▶ [Schriftliche Aufgabe 1] Wie viele Kriterien nannte Merkel laut dem Artikel zum EU-Gipfel als unverzichtbar für den neuen Krisenmechanismus?
▶ [Schriftliche Aufgabe 2] Wiederhole aus dem Artikel zum EU-Gipfel wortgetreu die Passage von „Merkel nannte neun“ bis „in den Mitgliedstaaten.“.

Die EU soll bei künftigen Finanzkrisen auch private Gläubiger zur Kasse bitten. Opposition kritisiert die Absage an Euro-Anleihen.

Berlin. Unmittelbar vor dem heute und morgen stattfindenden EU-Gipfel zur Zukunft des Euros hat Bundeskanzlerin Angela Merkel (CDU) für einen ständigen Rettungsschirm für die Länder der Euro-Zone geworben. Euro-Anleihen, auch Euro-Bonds genannt, erteilte Merkel aber erneut eine Absage. Nothilfen für angeschlagene Euro-Länder dürften auch künftig nur ein "letztes Mittel" sein, forderte sie in einer Regierungserklärung im Bundestag. SPD und Grüne warfen der Kanzlerin vor, die Krise nicht ernst genug zu nehmen.

"Der Euro ist unser gemeinsames Schicksal, und Europa ist unsere gemeinsame Zukunft", betonte Merkel in ihrer Rede. Sie erwarte vom Brüsseler Gipfel einen "präzisen und eng gefassten" Beschluss zum neuen Krisenmechanismus. Das Treffen der 27 Staats- und Regierungschefs der Europäischen Union soll eine Einigung auf langfristige Konsequenzen aus der Finanzkrise bringen. Deutschland und andere EU-Länder streben dafür eine begrenzte Änderung des EU-Reformvertrags von Lissabon an. Kern soll ein permanenter Krisenmechanismus für die Euro-Zone sein, der den im Jahr 2013 auslaufenden Euro-Rettungsschirm ablösen und bei Überschuldung von Euro-Staaten greifen soll.

Merkel nannte neun Kriterien, die für einen solchen Mechanismus "unverzichtbar" seien. Unter anderem dürften keine Hoheitsrechte nach Brüssel verlagert werden, Hilfen müssten einstimmig beschlossen werden und eine drohende Zahlungsunfähigkeit müsse von EU-Kommission, Internationalem Währungsfonds und Europäischer Zentralbank festgestellt werden. Private Gläubiger würden "von Fall zu Fall" in die Krisenbewältigung eingebunden. "Droht die Zahlungsunfähigkeit eines Landes, müssen private Gläubiger einen Beitrag leisten", sagte die Kanzlerin.

Der Forderung der Opposition nach Einführung gemeinsamer Euro-Bonds wies sie zurück: "Wir dürfen nicht den Fehler machen, die Vergemeinschaftung des Risikos als Lösung erscheinen zu lassen." Die Lösung liege vielmehr in mehr Harmonie und Wettbewerbsfähigkeit in den Mitgliedstaaten.

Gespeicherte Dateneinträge
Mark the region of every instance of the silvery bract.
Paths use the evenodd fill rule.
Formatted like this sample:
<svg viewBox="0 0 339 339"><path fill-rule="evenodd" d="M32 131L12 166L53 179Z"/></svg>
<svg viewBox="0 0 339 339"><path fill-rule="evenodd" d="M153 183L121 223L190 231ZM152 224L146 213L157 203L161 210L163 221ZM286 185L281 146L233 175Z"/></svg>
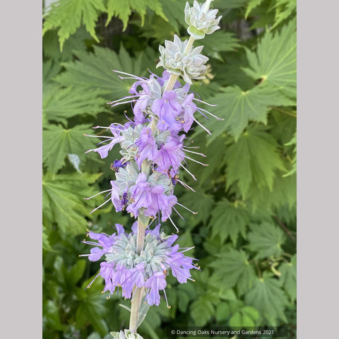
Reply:
<svg viewBox="0 0 339 339"><path fill-rule="evenodd" d="M189 24L187 32L195 40L203 39L206 34L211 34L218 30L221 16L216 18L218 9L209 9L210 1L199 5L194 0L193 7L188 2L185 7L185 21Z"/></svg>
<svg viewBox="0 0 339 339"><path fill-rule="evenodd" d="M143 339L143 337L138 333L133 333L130 330L125 330L124 332L111 332L114 339Z"/></svg>
<svg viewBox="0 0 339 339"><path fill-rule="evenodd" d="M194 49L191 47L186 51L188 42L188 40L182 42L177 35L174 42L165 40L165 47L159 47L160 61L157 68L162 66L172 74L181 75L186 83L191 84L191 79L205 78L202 75L206 70L204 64L208 58L200 54L203 46Z"/></svg>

▶ [Vollständige Antwort 1] Merkel nannte neun Kriterien.

▶ [Vollständige Antwort 2]
Merkel nannte neun Kriterien, die für einen solchen Mechanismus "unverzichtbar" seien. Unter anderem dürften keine Hoheitsrechte nach Brüssel verlagert werden, Hilfen müssten einstimmig beschlossen werden und eine drohende Zahlungsunfähigkeit müsse von EU-Kommission, Internationalem Währungsfonds und Europäischer Zentralbank festgestellt werden. Private Gläubiger würden "von Fall zu Fall" in die Krisenbewältigung eingebunden. "Droht die Zahlungsunfähigkeit eines Landes, müssen private Gläubiger einen Beitrag leisten", sagte die Kanzlerin.

Der Forderung der Opposition nach Einführung gemeinsamer Euro-Bonds wies sie zurück: "Wir dürfen nicht den Fehler machen, die Vergemeinschaftung des Risikos als Lösung erscheinen zu lassen." Die Lösung liege vielmehr in mehr Harmonie und Wettbewerbsfähigkeit in den Mitgliedstaaten.